**The request:**
Please check each statement against the article below on Tesco's invented farm names, answering yes or no and quoting the words of the article that decide it.
1. The farm names on Tesco's new products belonged to real farms.
2. The Soil Association condemned the use of such names.
3. The Guardian published the story online in April 2016.

**Article:**
BEGIN

In March 2016, Tesco faced criticism for labelling new food products with the names of farms that proved to be entirely fictional. ‘Boswell Farm’ beefsteaks and ‘Woodside Farm’ sausages joined a long list of other food products whose naming is more of a gesture towards their generalised provenance than an indication of their actual geographical origins. While The Soil Association condemned the use of such ‘brands of convenience’, calling for honesty and authenticity not deceptive veneers, not everyone seemed equally concerned, judging by the comments that followed the online publication of the story in The Guardian (22 March 2016). Among these rather jaundiced observers, one commentator asked whether people really believe that Goodfellas’ pizza is actually made by Italian-American gangsters or whether Mr Kipling really makes all those ‘exceedingly good cakes’. Others made sarcastic suggestions for naming Tesco’s future brands including Animal Farm (after George Orwell’s dystopian novel) and Broadwater Farm (the estate in Tottenham where riots broke out in the 1980s). What do such incidents tell us about contemporary food marketing? Why are supermarkets so keen to use idyllic-sounding names in the branding of their produce? And should consumers be outraged at such apparent deception or blasé about the practice, accepting that all marketing claims are half-truths at best or outright fabrications at worst?

END

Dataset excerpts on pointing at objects
BEGIN

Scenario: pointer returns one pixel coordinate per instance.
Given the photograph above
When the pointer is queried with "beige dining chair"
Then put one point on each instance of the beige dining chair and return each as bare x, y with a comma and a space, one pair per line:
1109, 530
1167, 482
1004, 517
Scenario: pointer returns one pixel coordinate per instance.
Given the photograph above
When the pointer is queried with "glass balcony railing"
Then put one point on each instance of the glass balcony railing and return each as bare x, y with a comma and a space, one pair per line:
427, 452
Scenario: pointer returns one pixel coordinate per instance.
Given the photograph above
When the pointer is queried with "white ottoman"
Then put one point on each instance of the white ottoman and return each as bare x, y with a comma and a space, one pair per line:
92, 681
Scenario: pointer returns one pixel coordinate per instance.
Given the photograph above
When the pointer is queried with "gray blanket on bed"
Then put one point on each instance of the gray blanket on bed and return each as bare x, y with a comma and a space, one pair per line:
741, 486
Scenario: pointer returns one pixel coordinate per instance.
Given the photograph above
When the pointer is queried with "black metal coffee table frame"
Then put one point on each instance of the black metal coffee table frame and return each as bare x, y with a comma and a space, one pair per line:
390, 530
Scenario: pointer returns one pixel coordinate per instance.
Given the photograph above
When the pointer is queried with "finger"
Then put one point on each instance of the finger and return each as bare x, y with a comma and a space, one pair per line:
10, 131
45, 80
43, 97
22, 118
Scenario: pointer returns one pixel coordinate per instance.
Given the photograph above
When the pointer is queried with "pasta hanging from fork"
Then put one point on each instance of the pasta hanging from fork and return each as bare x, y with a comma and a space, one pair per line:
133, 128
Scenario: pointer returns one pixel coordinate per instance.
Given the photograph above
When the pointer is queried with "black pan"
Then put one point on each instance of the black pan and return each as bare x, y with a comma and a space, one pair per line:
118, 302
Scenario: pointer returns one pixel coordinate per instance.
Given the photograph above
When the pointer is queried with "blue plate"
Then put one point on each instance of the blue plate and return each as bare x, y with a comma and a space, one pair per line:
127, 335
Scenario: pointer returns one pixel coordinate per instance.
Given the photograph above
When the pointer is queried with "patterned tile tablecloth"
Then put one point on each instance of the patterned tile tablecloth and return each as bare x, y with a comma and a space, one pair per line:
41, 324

END

**Result of this task:**
1. No: "names of farms that proved to be entirely fictional"
2. Yes: "The Soil Association condemned the use of such ‘brands of convenience’"
3. No: "The Guardian (22 March 2016)"